■ **Recorded information**
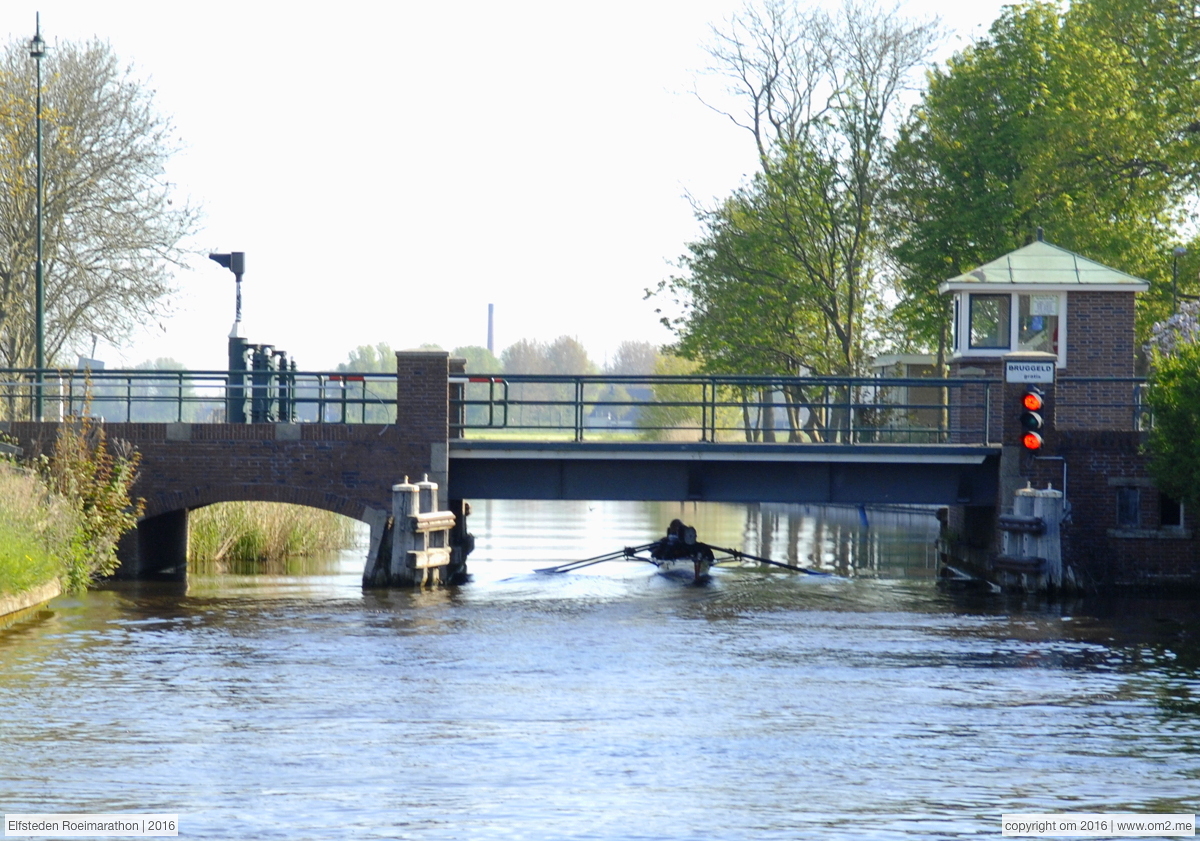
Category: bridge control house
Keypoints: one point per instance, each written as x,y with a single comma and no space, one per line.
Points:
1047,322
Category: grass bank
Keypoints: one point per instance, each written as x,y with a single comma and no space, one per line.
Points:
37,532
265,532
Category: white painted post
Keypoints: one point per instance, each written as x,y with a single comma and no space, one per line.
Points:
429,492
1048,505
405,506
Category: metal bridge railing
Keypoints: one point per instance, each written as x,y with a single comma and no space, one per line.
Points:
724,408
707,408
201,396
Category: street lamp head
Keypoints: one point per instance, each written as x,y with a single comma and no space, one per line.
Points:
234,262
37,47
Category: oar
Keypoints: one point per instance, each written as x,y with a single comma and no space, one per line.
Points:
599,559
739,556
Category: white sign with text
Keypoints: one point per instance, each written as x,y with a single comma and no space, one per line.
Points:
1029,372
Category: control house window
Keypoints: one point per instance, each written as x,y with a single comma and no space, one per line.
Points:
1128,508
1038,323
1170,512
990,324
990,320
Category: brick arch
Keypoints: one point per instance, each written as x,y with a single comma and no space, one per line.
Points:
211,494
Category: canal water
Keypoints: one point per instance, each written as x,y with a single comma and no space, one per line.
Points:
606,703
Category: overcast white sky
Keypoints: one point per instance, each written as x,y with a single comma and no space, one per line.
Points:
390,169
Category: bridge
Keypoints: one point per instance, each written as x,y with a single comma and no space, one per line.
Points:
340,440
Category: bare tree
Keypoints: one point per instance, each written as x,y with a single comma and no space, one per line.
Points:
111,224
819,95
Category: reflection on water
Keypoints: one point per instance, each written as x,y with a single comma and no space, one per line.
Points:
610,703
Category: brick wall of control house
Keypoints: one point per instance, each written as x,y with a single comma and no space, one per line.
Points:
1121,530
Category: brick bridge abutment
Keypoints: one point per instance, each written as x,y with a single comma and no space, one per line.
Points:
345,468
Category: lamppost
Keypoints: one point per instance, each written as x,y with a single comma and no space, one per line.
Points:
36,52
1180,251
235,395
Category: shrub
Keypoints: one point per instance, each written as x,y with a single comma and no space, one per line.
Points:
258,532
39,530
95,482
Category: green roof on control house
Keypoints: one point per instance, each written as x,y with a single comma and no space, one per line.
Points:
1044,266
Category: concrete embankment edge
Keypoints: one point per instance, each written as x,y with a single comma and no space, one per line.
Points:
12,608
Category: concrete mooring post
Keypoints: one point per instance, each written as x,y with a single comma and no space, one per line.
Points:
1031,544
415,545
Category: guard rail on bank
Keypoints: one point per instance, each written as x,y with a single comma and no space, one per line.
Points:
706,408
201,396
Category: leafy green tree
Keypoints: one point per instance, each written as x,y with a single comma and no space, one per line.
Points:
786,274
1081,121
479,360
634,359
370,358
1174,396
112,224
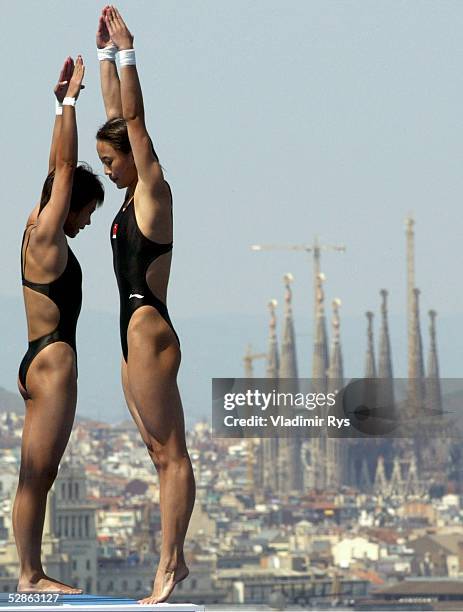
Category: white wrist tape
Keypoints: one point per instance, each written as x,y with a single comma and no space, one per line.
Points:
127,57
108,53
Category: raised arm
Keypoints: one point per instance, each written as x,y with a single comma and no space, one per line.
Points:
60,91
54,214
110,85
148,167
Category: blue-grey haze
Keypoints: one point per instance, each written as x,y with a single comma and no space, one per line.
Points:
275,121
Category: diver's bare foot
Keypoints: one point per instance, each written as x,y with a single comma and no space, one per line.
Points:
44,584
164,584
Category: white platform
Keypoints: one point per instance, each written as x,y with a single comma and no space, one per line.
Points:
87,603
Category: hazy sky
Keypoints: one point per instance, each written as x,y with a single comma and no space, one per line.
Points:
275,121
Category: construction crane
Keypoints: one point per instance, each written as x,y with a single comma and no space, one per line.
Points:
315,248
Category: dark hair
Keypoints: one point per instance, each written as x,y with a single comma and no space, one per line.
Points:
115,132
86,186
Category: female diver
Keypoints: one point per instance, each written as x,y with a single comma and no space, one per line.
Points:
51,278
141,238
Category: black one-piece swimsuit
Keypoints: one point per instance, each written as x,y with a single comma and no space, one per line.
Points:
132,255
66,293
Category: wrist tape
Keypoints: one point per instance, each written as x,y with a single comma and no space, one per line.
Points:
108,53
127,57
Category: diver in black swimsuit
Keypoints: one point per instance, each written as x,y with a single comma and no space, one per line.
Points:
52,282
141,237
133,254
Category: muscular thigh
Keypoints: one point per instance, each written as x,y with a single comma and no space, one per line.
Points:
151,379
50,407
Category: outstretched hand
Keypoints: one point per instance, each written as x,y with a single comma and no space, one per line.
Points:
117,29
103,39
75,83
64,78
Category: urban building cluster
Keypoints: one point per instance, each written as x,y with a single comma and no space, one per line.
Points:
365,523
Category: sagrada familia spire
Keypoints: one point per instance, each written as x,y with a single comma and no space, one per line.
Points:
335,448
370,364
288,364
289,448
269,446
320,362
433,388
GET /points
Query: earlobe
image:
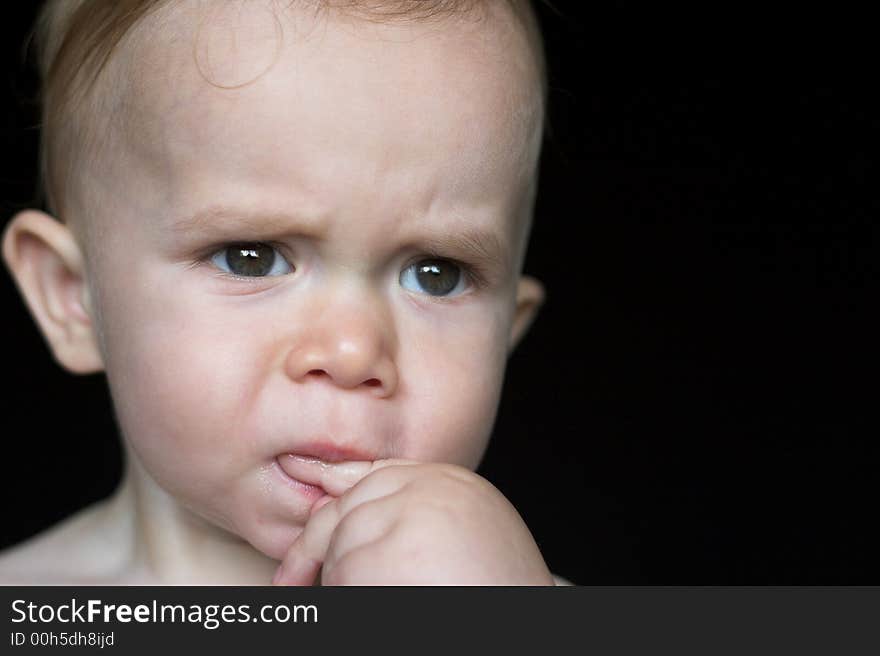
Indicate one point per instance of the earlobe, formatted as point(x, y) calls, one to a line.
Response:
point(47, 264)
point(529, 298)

...

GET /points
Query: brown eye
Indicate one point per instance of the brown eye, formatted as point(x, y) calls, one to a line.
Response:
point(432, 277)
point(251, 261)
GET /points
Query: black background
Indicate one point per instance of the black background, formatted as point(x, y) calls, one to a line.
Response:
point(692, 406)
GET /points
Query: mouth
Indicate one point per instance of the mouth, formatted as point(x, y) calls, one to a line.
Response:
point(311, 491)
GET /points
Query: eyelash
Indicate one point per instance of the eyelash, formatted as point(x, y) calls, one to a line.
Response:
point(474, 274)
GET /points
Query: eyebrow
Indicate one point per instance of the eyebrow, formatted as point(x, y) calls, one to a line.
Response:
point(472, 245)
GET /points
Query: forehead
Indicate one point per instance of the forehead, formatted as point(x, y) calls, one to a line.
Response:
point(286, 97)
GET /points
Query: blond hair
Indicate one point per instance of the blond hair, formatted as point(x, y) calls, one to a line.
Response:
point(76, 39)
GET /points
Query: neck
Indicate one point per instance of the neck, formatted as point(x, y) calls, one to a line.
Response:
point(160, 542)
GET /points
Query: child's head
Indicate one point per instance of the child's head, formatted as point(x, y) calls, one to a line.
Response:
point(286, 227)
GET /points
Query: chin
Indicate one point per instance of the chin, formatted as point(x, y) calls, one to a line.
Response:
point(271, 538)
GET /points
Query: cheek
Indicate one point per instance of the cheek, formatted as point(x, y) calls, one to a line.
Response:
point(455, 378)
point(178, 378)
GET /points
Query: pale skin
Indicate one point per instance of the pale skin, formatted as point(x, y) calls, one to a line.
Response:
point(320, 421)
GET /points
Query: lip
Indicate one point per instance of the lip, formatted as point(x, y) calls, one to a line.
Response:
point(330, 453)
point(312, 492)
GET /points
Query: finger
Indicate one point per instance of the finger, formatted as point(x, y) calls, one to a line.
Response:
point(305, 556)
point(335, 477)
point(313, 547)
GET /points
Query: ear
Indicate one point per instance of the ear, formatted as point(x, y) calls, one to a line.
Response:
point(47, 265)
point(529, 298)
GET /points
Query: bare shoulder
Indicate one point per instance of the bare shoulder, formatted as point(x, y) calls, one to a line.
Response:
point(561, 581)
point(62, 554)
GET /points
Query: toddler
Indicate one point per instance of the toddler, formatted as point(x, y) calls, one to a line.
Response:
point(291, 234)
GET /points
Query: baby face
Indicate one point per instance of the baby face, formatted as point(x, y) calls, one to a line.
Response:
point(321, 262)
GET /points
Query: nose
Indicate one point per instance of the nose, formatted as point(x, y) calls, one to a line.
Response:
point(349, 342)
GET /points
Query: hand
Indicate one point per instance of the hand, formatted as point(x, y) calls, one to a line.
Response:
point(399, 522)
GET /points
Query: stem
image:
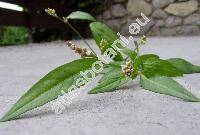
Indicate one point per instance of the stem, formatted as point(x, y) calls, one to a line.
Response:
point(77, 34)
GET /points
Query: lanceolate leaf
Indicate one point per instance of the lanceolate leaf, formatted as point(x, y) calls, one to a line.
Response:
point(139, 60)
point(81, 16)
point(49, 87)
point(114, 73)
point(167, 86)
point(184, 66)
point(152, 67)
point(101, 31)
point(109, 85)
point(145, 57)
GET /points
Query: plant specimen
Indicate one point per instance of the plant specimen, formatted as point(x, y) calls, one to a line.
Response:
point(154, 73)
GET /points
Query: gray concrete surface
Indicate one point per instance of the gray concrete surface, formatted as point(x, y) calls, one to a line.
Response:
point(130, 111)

---

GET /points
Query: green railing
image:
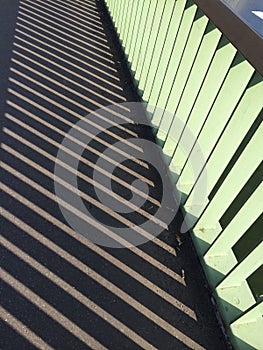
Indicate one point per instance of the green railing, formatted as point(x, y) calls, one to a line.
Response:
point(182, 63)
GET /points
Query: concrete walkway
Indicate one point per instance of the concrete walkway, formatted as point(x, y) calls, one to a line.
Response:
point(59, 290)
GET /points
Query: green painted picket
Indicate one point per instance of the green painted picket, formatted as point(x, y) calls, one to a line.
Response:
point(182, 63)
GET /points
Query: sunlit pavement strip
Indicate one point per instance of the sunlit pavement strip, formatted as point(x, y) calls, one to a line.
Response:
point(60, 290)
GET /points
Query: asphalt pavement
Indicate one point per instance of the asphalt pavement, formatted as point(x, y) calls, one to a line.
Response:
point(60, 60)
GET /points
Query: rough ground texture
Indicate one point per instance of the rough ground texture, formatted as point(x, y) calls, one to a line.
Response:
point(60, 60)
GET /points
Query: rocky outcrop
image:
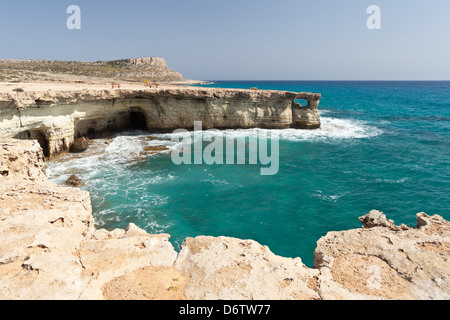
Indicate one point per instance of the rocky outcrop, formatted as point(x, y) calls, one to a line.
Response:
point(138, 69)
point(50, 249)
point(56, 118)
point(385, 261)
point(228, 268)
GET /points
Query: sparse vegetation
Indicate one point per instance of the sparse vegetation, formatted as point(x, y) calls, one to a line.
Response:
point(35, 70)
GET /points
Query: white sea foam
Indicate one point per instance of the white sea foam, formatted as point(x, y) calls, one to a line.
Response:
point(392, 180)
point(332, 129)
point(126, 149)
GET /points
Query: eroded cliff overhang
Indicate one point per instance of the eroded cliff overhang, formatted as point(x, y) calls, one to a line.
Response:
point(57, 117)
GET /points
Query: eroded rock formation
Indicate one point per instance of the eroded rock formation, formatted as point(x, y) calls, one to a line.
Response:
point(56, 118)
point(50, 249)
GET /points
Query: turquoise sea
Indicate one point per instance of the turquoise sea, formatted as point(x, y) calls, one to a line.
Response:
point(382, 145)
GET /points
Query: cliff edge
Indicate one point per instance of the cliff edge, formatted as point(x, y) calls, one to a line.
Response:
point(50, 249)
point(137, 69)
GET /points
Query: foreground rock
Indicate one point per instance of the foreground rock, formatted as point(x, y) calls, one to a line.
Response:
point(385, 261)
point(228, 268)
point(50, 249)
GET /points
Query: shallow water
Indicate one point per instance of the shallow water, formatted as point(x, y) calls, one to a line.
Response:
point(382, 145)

■ **Activity**
Among the lines above, repeat exactly those from the line with "Category: bridge control house" to the line with "Category: white painted post", counting both ends.

■ **The answer**
Category: bridge control house
Keypoints: one point per instance, each written as x,y with a single comma and no space, one per line.
Points:
1047,322
Category: grass bank
Keypoints: one point per instance, each written as x,y with a single comma and no space, one per line.
Points:
37,532
265,532
Category: white painted post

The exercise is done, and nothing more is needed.